**Job**
Extract every line of the data below that contains the string "grey". Case counts.

**Data supplied**
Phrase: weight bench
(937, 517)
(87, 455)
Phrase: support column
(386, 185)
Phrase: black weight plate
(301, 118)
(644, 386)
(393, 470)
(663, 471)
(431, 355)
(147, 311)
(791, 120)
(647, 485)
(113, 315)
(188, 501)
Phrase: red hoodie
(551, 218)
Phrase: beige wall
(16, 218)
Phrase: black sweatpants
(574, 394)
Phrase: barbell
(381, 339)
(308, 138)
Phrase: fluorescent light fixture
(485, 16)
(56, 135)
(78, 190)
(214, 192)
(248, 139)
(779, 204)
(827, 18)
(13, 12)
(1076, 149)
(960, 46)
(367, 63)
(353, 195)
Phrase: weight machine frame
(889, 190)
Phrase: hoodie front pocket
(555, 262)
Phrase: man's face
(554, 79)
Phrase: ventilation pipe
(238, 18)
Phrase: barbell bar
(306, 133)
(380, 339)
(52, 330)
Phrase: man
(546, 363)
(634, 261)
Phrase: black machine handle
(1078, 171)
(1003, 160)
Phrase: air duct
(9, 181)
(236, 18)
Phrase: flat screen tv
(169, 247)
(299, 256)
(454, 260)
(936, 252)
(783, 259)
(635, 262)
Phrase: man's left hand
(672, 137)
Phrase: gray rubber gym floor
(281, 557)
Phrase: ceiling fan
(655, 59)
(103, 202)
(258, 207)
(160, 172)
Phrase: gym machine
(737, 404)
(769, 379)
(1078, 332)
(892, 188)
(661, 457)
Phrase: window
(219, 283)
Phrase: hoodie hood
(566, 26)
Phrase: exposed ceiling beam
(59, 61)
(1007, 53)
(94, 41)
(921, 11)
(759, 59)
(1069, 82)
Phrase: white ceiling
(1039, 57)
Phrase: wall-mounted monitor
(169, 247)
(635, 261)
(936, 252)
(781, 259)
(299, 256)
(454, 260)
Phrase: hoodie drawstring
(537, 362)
---
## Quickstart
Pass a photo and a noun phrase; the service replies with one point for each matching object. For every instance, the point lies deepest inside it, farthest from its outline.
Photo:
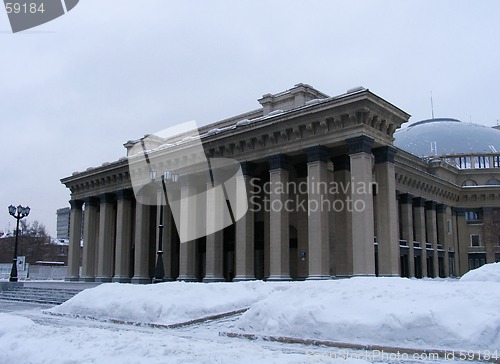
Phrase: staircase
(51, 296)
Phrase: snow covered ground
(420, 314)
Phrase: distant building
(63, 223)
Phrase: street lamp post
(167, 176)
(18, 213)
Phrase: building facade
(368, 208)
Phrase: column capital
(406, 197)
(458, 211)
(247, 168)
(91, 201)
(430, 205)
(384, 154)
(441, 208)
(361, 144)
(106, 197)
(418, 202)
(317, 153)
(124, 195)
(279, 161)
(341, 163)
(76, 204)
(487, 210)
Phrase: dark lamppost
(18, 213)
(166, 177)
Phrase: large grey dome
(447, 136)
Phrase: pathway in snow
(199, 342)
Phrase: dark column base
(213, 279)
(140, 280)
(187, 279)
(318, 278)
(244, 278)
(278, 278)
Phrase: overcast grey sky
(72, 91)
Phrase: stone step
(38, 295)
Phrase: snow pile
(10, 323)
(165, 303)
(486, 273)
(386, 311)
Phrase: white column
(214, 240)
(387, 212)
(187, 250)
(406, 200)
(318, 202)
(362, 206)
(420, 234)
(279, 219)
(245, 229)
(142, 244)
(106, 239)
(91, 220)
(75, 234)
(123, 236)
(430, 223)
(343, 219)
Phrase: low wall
---
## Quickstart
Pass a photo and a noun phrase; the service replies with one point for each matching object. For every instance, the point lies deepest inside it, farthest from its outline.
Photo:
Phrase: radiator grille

**Solution below**
Phrase: large grey dome
Phrase: overcast grey sky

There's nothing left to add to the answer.